→ **TASK DETAILS**:
Rewrite the records between the line containing "white wall shown in this photo." and the line containing "(1176, 572)", inclusive, swapping every "white" for "cream" and changing nothing else. Leave the pictures out of your answer.

→ **Data records**:
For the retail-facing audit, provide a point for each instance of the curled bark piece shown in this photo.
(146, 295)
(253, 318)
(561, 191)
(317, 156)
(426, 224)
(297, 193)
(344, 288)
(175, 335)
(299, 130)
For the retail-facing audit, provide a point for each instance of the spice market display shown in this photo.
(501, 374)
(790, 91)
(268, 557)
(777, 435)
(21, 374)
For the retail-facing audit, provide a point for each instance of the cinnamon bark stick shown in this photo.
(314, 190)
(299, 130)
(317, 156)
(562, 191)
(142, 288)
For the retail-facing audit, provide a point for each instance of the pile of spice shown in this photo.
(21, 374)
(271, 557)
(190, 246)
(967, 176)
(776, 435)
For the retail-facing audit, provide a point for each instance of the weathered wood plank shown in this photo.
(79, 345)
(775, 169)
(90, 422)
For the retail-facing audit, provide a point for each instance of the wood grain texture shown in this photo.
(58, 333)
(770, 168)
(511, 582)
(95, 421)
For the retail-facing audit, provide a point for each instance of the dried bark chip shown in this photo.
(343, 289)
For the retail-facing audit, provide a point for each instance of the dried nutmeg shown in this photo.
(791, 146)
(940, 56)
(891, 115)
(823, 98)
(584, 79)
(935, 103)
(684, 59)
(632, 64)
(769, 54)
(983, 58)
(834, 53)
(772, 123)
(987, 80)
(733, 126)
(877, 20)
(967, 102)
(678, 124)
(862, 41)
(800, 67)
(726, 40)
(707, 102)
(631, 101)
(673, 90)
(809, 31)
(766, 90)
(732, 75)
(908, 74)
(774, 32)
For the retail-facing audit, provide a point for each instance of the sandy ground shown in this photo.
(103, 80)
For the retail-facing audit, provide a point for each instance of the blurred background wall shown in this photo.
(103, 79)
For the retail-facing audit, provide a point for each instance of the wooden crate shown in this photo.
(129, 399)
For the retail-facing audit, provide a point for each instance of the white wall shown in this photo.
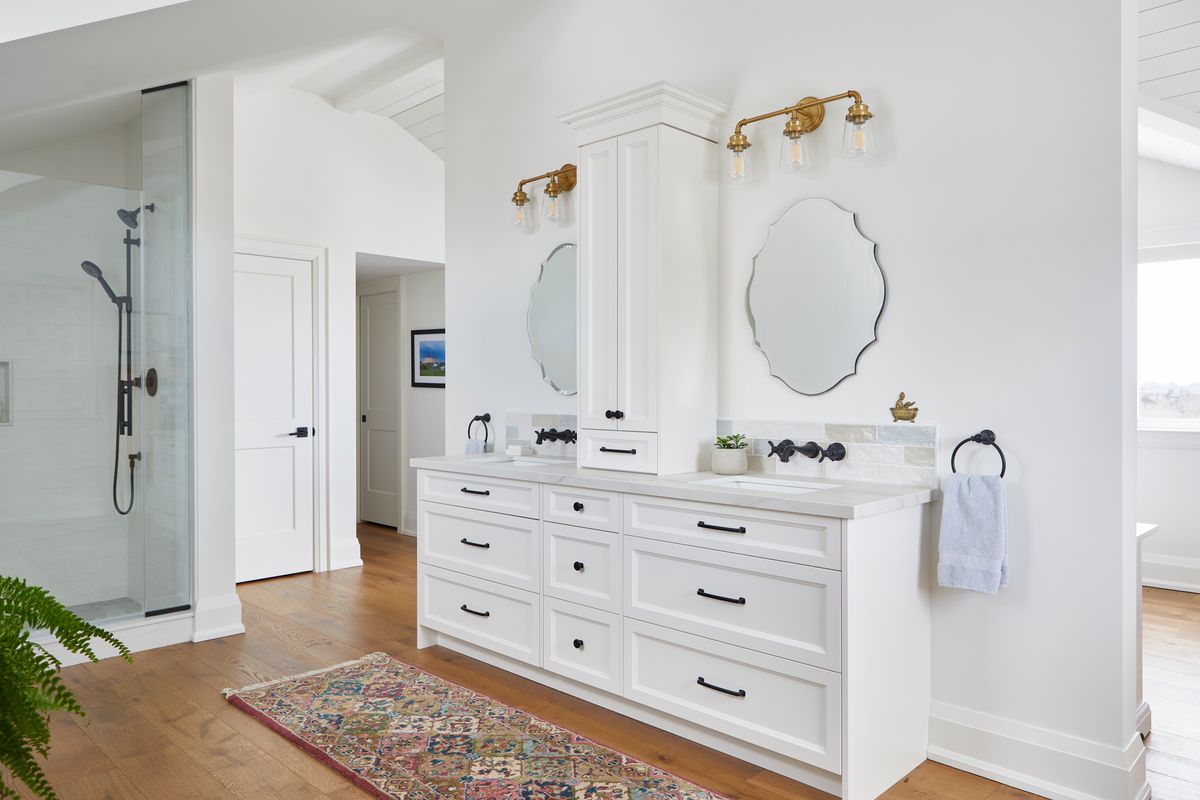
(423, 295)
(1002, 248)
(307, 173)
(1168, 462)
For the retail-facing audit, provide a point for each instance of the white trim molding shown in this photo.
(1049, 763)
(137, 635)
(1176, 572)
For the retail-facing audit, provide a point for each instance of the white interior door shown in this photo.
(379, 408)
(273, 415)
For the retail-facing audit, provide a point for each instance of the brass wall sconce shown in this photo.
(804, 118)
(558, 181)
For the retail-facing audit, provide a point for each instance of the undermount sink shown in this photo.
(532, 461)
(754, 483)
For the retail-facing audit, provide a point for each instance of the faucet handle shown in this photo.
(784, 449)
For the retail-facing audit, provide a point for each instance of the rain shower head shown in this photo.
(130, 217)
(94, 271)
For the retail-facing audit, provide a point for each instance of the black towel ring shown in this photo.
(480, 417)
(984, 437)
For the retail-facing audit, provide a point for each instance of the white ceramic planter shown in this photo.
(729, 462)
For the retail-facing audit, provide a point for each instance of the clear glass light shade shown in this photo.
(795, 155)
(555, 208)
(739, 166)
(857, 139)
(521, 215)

* * *

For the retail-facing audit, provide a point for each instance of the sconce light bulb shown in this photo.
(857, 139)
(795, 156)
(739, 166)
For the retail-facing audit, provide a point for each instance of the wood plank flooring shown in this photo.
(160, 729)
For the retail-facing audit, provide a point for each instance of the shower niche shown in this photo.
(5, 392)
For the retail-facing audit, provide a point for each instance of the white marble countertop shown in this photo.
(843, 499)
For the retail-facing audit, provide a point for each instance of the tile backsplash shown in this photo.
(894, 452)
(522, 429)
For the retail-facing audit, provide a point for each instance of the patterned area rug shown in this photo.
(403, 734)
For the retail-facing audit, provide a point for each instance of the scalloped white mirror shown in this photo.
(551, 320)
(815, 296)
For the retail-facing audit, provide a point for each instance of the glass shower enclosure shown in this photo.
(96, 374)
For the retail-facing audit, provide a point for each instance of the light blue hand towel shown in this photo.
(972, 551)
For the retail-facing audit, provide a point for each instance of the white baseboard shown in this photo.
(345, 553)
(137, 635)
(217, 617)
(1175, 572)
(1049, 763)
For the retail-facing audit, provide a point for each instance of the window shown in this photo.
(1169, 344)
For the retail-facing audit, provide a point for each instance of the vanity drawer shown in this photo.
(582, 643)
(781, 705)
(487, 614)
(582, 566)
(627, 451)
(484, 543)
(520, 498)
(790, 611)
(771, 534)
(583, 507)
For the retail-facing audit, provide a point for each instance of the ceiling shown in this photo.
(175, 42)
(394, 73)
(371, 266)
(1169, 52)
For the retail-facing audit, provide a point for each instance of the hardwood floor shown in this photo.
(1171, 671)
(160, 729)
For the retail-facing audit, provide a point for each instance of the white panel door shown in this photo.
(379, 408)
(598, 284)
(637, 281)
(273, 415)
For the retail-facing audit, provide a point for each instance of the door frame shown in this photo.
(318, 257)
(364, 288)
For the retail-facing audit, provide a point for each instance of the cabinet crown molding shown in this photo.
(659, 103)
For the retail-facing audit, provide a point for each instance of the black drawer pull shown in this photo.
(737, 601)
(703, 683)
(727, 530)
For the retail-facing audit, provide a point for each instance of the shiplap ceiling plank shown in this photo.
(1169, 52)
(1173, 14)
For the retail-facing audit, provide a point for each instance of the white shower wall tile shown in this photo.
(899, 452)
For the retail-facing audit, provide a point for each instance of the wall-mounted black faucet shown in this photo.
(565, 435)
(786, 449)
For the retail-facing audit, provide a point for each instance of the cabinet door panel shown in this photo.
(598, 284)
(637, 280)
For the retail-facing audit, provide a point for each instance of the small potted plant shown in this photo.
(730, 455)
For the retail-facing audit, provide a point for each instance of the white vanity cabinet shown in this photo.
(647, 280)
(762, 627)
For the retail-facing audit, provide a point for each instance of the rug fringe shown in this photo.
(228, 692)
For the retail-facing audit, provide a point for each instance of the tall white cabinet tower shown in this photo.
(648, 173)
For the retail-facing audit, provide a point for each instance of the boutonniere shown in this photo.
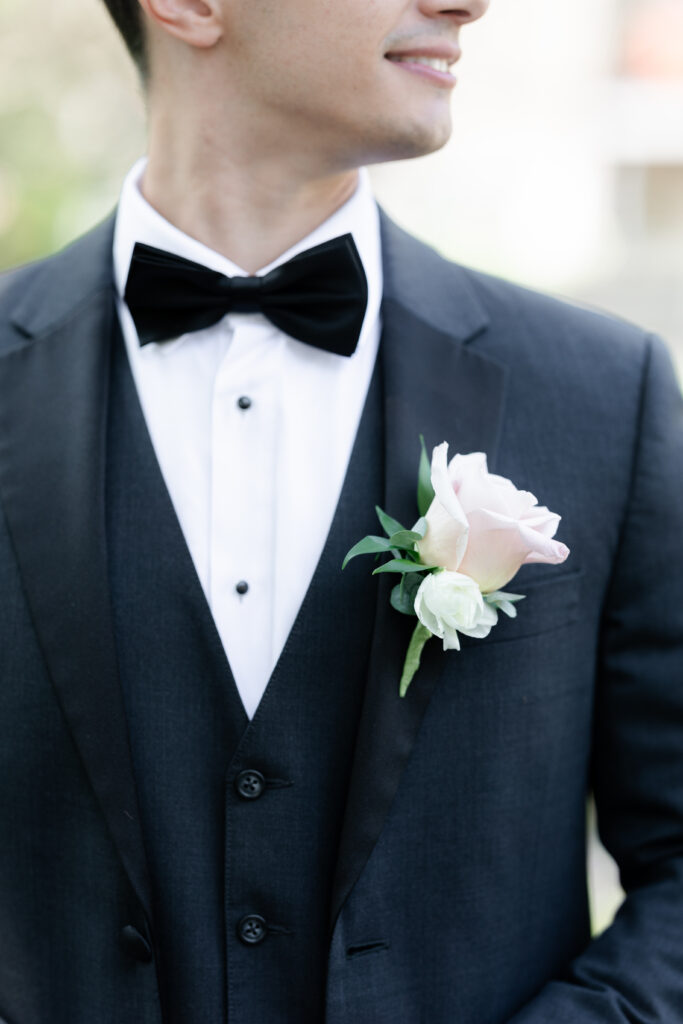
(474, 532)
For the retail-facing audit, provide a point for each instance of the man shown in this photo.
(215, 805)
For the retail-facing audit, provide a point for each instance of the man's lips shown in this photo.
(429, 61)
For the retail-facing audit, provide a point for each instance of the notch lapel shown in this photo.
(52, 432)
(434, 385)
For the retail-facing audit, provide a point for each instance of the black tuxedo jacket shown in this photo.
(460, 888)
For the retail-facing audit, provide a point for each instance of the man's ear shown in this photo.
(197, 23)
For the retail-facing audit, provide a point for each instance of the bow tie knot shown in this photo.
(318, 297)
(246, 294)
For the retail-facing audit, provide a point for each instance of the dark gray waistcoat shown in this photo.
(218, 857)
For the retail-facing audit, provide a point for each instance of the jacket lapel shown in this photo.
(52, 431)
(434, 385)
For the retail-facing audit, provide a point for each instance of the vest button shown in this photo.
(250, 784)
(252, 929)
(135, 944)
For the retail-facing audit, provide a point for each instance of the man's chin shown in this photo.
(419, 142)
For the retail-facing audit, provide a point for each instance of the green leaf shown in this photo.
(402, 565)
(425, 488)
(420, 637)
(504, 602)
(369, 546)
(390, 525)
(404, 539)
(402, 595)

--

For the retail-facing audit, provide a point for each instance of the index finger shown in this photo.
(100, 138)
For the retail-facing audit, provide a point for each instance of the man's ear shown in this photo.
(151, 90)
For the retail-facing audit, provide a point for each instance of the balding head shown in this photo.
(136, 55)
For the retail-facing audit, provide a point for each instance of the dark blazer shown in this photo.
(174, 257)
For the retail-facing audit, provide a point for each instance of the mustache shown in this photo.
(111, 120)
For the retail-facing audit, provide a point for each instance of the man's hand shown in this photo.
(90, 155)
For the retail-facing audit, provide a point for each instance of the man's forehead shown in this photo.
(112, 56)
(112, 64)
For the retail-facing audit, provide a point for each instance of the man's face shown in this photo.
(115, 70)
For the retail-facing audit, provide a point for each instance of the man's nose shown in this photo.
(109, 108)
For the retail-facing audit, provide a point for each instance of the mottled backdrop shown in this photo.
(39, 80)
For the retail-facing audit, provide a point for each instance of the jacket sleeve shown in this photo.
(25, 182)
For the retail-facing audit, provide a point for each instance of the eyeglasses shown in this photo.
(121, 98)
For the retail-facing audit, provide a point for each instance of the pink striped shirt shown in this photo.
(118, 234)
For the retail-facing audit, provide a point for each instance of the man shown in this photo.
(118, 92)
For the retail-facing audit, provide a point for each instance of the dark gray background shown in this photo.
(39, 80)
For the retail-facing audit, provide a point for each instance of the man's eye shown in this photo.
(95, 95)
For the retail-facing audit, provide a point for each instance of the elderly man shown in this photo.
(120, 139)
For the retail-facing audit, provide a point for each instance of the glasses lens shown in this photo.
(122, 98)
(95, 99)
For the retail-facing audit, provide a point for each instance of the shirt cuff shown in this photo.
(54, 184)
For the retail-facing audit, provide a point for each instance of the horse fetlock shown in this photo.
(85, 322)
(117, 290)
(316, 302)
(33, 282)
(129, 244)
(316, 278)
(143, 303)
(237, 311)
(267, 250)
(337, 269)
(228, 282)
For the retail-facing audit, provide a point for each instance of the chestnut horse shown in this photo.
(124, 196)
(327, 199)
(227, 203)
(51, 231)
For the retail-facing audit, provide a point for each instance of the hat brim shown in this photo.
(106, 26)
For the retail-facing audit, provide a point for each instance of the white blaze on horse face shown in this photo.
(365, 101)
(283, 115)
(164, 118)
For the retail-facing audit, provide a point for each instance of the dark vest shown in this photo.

→ **WRITTEN RESPONSE**:
For the retail-facing audit, provide a point for each instance of the cream wall shown in this photo.
(423, 295)
(1002, 248)
(307, 173)
(1168, 462)
For the retail-facing audit, provide a point for each instance of the cream trim molding shown in this photo.
(1049, 763)
(137, 635)
(1176, 572)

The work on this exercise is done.